*Material for this exercise:*
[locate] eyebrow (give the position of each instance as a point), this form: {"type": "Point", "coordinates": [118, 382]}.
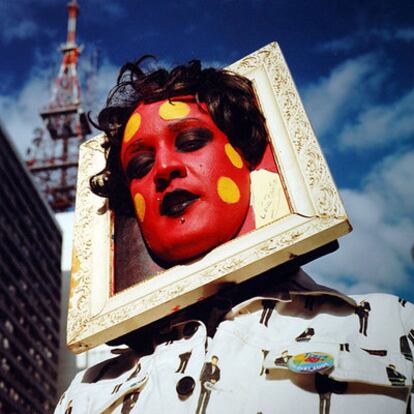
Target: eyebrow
{"type": "Point", "coordinates": [181, 124]}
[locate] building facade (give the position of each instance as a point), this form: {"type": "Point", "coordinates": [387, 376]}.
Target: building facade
{"type": "Point", "coordinates": [30, 283]}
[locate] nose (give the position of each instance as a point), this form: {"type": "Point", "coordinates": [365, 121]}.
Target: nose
{"type": "Point", "coordinates": [168, 167]}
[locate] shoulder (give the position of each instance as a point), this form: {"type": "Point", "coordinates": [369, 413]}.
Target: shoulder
{"type": "Point", "coordinates": [102, 376]}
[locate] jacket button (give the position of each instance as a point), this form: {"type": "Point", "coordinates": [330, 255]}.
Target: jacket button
{"type": "Point", "coordinates": [185, 387]}
{"type": "Point", "coordinates": [190, 329]}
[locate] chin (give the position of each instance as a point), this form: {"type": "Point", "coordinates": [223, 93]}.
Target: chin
{"type": "Point", "coordinates": [180, 251]}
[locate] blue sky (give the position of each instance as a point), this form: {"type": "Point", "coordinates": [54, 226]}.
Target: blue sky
{"type": "Point", "coordinates": [353, 65]}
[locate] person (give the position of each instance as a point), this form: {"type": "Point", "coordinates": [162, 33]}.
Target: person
{"type": "Point", "coordinates": [172, 136]}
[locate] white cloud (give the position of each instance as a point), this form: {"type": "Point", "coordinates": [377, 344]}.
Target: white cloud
{"type": "Point", "coordinates": [363, 37]}
{"type": "Point", "coordinates": [381, 125]}
{"type": "Point", "coordinates": [17, 20]}
{"type": "Point", "coordinates": [20, 111]}
{"type": "Point", "coordinates": [24, 29]}
{"type": "Point", "coordinates": [349, 86]}
{"type": "Point", "coordinates": [376, 255]}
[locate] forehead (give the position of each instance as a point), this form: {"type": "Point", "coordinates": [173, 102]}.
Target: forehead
{"type": "Point", "coordinates": [160, 114]}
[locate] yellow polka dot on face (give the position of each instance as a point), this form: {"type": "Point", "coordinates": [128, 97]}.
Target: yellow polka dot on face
{"type": "Point", "coordinates": [132, 126]}
{"type": "Point", "coordinates": [173, 110]}
{"type": "Point", "coordinates": [139, 204]}
{"type": "Point", "coordinates": [233, 156]}
{"type": "Point", "coordinates": [227, 190]}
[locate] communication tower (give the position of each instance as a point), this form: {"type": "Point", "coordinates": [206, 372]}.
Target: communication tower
{"type": "Point", "coordinates": [53, 159]}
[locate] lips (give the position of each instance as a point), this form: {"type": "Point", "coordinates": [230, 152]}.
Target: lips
{"type": "Point", "coordinates": [175, 202]}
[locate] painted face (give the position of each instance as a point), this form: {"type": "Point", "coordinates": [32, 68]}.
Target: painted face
{"type": "Point", "coordinates": [189, 186]}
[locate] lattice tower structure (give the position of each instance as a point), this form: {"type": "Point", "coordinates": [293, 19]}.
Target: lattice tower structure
{"type": "Point", "coordinates": [53, 159]}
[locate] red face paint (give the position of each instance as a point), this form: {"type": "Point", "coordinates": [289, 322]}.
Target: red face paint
{"type": "Point", "coordinates": [191, 188]}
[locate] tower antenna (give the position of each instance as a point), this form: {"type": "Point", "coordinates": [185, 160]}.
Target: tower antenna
{"type": "Point", "coordinates": [54, 161]}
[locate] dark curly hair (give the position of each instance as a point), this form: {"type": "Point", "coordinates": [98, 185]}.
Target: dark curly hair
{"type": "Point", "coordinates": [229, 97]}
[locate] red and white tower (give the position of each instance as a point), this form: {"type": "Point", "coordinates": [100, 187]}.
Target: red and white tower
{"type": "Point", "coordinates": [53, 159]}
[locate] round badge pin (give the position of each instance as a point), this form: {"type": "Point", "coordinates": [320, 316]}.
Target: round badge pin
{"type": "Point", "coordinates": [310, 362]}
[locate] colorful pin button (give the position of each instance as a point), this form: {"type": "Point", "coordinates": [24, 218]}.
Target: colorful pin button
{"type": "Point", "coordinates": [310, 362]}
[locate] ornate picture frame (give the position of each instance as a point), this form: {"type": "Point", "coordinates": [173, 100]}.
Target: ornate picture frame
{"type": "Point", "coordinates": [315, 217]}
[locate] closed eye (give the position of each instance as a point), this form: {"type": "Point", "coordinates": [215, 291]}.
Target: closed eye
{"type": "Point", "coordinates": [140, 165]}
{"type": "Point", "coordinates": [192, 139]}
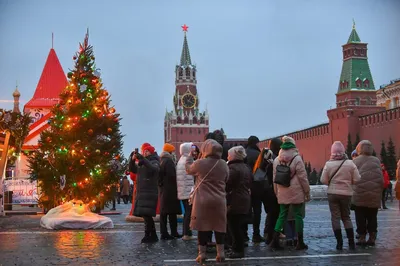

*Task details:* The reply must hold each line of the records verbatim and no pictures.

*Task response:*
[locate] eyebrow (give the position of each instance as a point), this form: {"type": "Point", "coordinates": [118, 382]}.
Target: eyebrow
{"type": "Point", "coordinates": [181, 124]}
[locate] building facade (give the position of each instance as a point), this form: {"type": "Point", "coordinates": [387, 376]}.
Target: building facade
{"type": "Point", "coordinates": [30, 283]}
[locate] nose (give the position of each instance as a point), this form: {"type": "Point", "coordinates": [365, 121]}.
Target: nose
{"type": "Point", "coordinates": [168, 167]}
[locate] shoulder (give the position of each instance as a point), this form: {"type": "Point", "coordinates": [369, 413]}.
Target: shoulder
{"type": "Point", "coordinates": [102, 376]}
[locate] jacket button (give the position of each instance as a point), this form: {"type": "Point", "coordinates": [330, 255]}.
Target: jacket button
{"type": "Point", "coordinates": [185, 387]}
{"type": "Point", "coordinates": [190, 329]}
[locate] chin (give the position of each instance as a point), this form: {"type": "Point", "coordinates": [223, 93]}.
Target: chin
{"type": "Point", "coordinates": [180, 251]}
[locate] blue sky (give the position of each instance as a point), this form: {"type": "Point", "coordinates": [54, 226]}.
Target: blue sky
{"type": "Point", "coordinates": [353, 65]}
[locate] person (give the position of each instance as a point), this form: {"type": "Point", "coordinates": [162, 33]}.
Target: person
{"type": "Point", "coordinates": [172, 136]}
[locate] white cloud (give the position of each instance as a point), this form: {"type": "Point", "coordinates": [377, 344]}.
Target: white cloud
{"type": "Point", "coordinates": [363, 37]}
{"type": "Point", "coordinates": [381, 125]}
{"type": "Point", "coordinates": [17, 20]}
{"type": "Point", "coordinates": [20, 111]}
{"type": "Point", "coordinates": [24, 29]}
{"type": "Point", "coordinates": [349, 86]}
{"type": "Point", "coordinates": [376, 255]}
[locate] forehead (give the position of each instance as a point), this form: {"type": "Point", "coordinates": [173, 102]}.
Target: forehead
{"type": "Point", "coordinates": [160, 114]}
[locate] yellow polka dot on face (give the position of each instance as a point), this form: {"type": "Point", "coordinates": [128, 97]}.
Target: yellow polka dot on face
{"type": "Point", "coordinates": [132, 126]}
{"type": "Point", "coordinates": [173, 110]}
{"type": "Point", "coordinates": [139, 204]}
{"type": "Point", "coordinates": [233, 156]}
{"type": "Point", "coordinates": [227, 190]}
[locate] communication tower (give the position of each instance as a point), this form: {"type": "Point", "coordinates": [206, 372]}.
Target: communication tower
{"type": "Point", "coordinates": [53, 159]}
[locate] lips (give the position of each instance as a point), this form: {"type": "Point", "coordinates": [230, 152]}.
Target: lips
{"type": "Point", "coordinates": [175, 202]}
[locate] painted face (give the position of each instance as a point), this form: {"type": "Point", "coordinates": [32, 68]}.
Target: painted face
{"type": "Point", "coordinates": [189, 186]}
[locate] lattice tower structure (give the position of each instance as a point), this form: {"type": "Point", "coordinates": [293, 19]}.
Target: lattice tower structure
{"type": "Point", "coordinates": [53, 159]}
[locate] red face paint (give the position of each instance as a point), this form: {"type": "Point", "coordinates": [289, 322]}.
Target: red face paint
{"type": "Point", "coordinates": [191, 188]}
[locate] tower antenna (give the position of each instance as a point), this form: {"type": "Point", "coordinates": [185, 160]}.
Target: tower antenna
{"type": "Point", "coordinates": [54, 161]}
[locate] dark curly hair (give the position of each instance as a point), this form: {"type": "Point", "coordinates": [98, 185]}.
Target: dark curly hair
{"type": "Point", "coordinates": [229, 97]}
[locate] red and white tower (give the position of each instance as a point), this form: {"type": "Point", "coordinates": [100, 187]}.
Target: red and white tower
{"type": "Point", "coordinates": [53, 159]}
[locate] round badge pin (give the position of each instance as a point), this form: {"type": "Point", "coordinates": [320, 316]}.
Target: round badge pin
{"type": "Point", "coordinates": [310, 362]}
[locate] colorful pin button (give the position of each instance as a point), this form: {"type": "Point", "coordinates": [24, 218]}.
Target: colorful pin button
{"type": "Point", "coordinates": [310, 362]}
[locate] ornate picture frame (give the position of each instance as a point), this form: {"type": "Point", "coordinates": [173, 100]}.
Target: ornate picture frame
{"type": "Point", "coordinates": [315, 217]}
[locate] closed eye (give the position of each instance as a point), this form: {"type": "Point", "coordinates": [215, 291]}.
Target: closed eye
{"type": "Point", "coordinates": [140, 165]}
{"type": "Point", "coordinates": [192, 139]}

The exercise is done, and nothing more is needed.